There are two scripts. One to download and filter from huggingface (paradocs-hf
) and one to filter from an already downloaded file (paradocs
) (this may be faster than using huggingface).
They both have the same general usage:
usage: paradocs [-h] [--NAME NAME] [OPTIONS]
ParaDocs: Extracts document-level information from RAW ParaCrawl data and filters output for easy bitext extraction.
Example: paradocs --path en-de-strict.gz
options:
-h, --help show this help message and exit
--path PATH The path to the data
--minimum_size MINIMUM_SIZE
The minimum consecutive sequence length to include in the output. By default, set to 1 (all sentences included)
--frequency_cutoff FREQUENCY_CUTOFF
Will break documents at any line that occurs above this frequency in the original data. This is an alternative to sentence-level deduping.
--lid_cutoff LID_CUTOFF
Will break documents at any line that occurs below this probability for the assigned language.
--min_avg_score MIN_AVG_SCORE
To print out a document, the whole document must maintain an average score across the whole document.
--outpath OUTPATH The output path to write the data. If not set, defaults to sys.stdout
Alternatively to use paradocs-hf
, you can substitute --path
for --name
and pass the name of a data split.

The data:
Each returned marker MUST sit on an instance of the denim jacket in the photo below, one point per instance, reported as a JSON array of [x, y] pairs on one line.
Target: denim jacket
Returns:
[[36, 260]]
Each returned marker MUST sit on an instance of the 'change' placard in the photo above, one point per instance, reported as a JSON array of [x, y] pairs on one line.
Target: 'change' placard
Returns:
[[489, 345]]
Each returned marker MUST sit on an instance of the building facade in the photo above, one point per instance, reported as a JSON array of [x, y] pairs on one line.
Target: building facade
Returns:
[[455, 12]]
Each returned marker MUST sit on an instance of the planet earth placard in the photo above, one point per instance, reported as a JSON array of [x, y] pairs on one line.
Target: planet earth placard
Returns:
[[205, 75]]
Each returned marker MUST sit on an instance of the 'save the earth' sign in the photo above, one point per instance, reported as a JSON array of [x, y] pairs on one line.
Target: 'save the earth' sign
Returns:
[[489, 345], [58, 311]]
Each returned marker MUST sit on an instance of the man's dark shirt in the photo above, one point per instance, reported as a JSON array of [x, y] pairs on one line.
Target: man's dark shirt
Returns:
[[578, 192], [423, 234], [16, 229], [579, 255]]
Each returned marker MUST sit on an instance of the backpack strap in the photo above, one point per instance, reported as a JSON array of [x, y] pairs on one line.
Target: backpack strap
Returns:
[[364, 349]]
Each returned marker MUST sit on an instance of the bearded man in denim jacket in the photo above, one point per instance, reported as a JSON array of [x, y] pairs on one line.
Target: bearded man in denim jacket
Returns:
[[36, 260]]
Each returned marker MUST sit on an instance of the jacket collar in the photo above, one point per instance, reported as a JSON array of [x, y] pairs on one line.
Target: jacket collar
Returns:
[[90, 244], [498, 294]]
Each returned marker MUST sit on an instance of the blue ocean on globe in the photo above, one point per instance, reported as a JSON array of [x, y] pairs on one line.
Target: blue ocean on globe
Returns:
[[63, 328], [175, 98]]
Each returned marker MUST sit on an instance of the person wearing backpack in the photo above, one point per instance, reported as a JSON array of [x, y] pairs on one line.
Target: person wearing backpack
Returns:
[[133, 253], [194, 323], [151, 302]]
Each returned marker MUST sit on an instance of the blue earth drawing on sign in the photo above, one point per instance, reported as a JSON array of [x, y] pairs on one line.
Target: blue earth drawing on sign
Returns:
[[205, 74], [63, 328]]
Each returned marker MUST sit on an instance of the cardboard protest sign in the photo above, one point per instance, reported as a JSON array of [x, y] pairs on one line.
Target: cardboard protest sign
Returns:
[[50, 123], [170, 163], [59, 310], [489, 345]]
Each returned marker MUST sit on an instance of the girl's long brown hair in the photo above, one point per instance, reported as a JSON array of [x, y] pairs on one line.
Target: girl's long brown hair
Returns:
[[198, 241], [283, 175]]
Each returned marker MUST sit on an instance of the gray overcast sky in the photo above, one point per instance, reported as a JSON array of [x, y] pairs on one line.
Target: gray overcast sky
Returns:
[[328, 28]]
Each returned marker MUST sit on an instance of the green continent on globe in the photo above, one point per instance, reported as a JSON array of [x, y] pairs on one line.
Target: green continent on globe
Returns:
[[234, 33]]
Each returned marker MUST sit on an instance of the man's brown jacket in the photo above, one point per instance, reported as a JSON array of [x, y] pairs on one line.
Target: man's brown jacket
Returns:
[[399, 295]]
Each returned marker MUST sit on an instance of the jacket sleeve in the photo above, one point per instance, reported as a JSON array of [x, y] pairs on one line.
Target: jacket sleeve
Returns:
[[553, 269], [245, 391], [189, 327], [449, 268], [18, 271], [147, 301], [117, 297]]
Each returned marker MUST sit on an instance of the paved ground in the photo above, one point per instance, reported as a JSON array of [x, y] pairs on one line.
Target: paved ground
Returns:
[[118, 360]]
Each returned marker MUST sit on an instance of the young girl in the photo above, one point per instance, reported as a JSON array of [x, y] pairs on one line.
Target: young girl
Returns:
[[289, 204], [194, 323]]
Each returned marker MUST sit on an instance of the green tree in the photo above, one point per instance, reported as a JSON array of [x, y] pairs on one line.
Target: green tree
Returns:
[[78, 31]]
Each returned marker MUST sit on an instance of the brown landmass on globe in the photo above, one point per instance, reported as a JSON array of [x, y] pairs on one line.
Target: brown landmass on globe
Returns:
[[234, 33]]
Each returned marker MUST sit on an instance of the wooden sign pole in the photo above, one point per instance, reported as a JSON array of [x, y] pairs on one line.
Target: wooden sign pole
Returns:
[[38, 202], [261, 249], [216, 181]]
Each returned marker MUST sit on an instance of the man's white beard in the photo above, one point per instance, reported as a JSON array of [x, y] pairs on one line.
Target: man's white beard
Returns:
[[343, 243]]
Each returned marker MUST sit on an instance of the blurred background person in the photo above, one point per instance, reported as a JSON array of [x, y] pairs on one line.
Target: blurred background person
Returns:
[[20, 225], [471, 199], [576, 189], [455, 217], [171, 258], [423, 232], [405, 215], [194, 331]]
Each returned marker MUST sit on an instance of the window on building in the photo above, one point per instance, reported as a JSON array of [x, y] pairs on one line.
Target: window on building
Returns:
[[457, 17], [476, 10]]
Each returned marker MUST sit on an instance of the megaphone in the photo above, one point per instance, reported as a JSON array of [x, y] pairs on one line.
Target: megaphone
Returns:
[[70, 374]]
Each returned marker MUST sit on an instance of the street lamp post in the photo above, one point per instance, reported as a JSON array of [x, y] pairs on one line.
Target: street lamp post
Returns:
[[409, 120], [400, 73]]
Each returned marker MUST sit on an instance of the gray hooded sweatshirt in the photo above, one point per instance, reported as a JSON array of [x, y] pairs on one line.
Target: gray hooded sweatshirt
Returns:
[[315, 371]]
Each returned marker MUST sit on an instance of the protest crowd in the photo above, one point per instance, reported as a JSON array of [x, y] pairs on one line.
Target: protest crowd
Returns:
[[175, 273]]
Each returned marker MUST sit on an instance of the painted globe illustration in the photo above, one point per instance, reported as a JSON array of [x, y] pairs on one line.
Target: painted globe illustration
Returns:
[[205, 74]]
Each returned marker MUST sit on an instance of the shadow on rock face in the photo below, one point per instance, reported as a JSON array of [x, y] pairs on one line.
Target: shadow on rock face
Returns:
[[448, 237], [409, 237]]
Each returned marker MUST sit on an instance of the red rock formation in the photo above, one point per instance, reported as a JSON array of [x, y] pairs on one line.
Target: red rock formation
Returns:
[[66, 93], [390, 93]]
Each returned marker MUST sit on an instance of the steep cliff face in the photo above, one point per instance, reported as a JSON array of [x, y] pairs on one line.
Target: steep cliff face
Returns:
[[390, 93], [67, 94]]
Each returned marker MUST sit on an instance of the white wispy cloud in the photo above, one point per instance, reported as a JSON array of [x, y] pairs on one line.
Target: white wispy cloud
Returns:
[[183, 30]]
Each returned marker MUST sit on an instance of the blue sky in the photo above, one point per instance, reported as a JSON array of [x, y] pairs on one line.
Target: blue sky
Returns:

Objectives:
• a. Update the passage of the ParaDocs usage notes from "--frequency_cutoff FREQUENCY_CUTOFF" up to and including "the assigned language.", rewriting it with "probability" replaced by "confidence score".
• b. Copy out the listing verbatim, from its first line up to and including the line with "[[489, 345]]".

Full answers:
• a.
--frequency_cutoff FREQUENCY_CUTOFF
Will break documents at any line that occurs above this frequency in the original data. This is an alternative to sentence-level deduping.
--lid_cutoff LID_CUTOFF
Will break documents at any line that occurs below this confidence score for the assigned language.

• b.
Each returned marker MUST sit on an instance of the denim jacket in the photo below, one point per instance, reported as a JSON array of [x, y] pairs on one line.
Target: denim jacket
Returns:
[[36, 260]]
Each returned marker MUST sit on an instance of the 'change' placard in the photo above, one point per instance, reported as a JSON array of [x, y] pairs on one line.
Target: 'change' placard
Returns:
[[489, 345]]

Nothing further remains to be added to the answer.